## Requirement 1
Edit the post about the dragon novel: rewrite everything from "I was advised" down to "also being intriguing.", replacing "synopsis" with "summary".
## Requirement 2
According to the post about the dragon novel, for how long has the Ancient who betrayed his kin ruled over the kingdom?
## Requirement 3
Continue the post about the dragon novel from its last sentence onward.

## Extract to read

I was advised on reddit to change my original novel synopsis as I was told it was felt too vague, cliche, uninteresting, and overdone. I just need some input on whether my new synopsis need to be re-scrapped as well or any modification or if it's fine as it is while also being intriguing.
Here's the original:
Nearly 5,000 years ago humanity was embroiled in war, death, and strife. Famine and disease were rampant while hope was almost lost. At its lowest point, humanity cried out for a savior and in return, the gods blessed them with the Ancients, an order made up of all races and cultures, young and old alike who were guided by visions that gave them the ability to ride and tame dragons. A long era of peace soon followed after—a peace that no one thought would be disrupted—until one of the Ancients betrayed his own kin without explanation and then slaughtered the local lords of the Xhuria Kingdom as well as the High King before seating himself on the throne and ruling over the kingdom for the past 4,000 years within an iron fist.
Clerun Witven, a 19-year-old, abandoned by his mother and brought up by his grandmother never expected his life within the kingdom to change. Content with his life inside of the kingdom’s borders. He expected to live for the rest of his days in the kingdom, marry, grow old and die there. But an odd discovery of an egg hidden within a hay pile on the property of his home is set to shatter those dreams and set into motion a war that’s been broiling while forcing Clerun to examine his own preconceived beliefs and truths as he comes to realize that good and evil are far more complicated than they seem.

## Extracted data entries
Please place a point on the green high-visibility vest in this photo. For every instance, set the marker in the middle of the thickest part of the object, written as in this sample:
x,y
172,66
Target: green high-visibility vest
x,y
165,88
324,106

## Task output 1
I was advised on reddit to change my original novel summary as I was told it was felt too vague, cliche, uninteresting, and overdone. I just need some input on whether my new summary need to be re-scrapped as well or any modification or if it's fine as it is while also being intriguing.

## Task output 2
For the past 4,000 years.

## Task output 3
The revised:
Fables and fairytales were just as easy to tell as lies. For 19-year-old, Clerun Witven, he was comfortable believing that when humanity was at its lowest, embroiled in a constant state of war, strife and death that people prayed to the gods to give them hope. And hope they delivered in the form of the Ancients, an order made up of all races and cultures, young and old alike who were guided by visions that gave them the ability to ride and tame dragons. Clerun believed in none of that, chalking it up as no more than a tale told by mothers and wet nurses who were eager to keep little children in their beds at night.
However, when Clerun stumbles across a dragon egg that hatches for him, he’s forced to accept a beast that would rather bite off his hand than let him touch it while being thrust into a war that he never asked to be part of. As Clerun attempts to run away from all these responsibilities that were shoved onto him, he must confront the fears that haunt him with every step.
Is he a warrior or just another coward?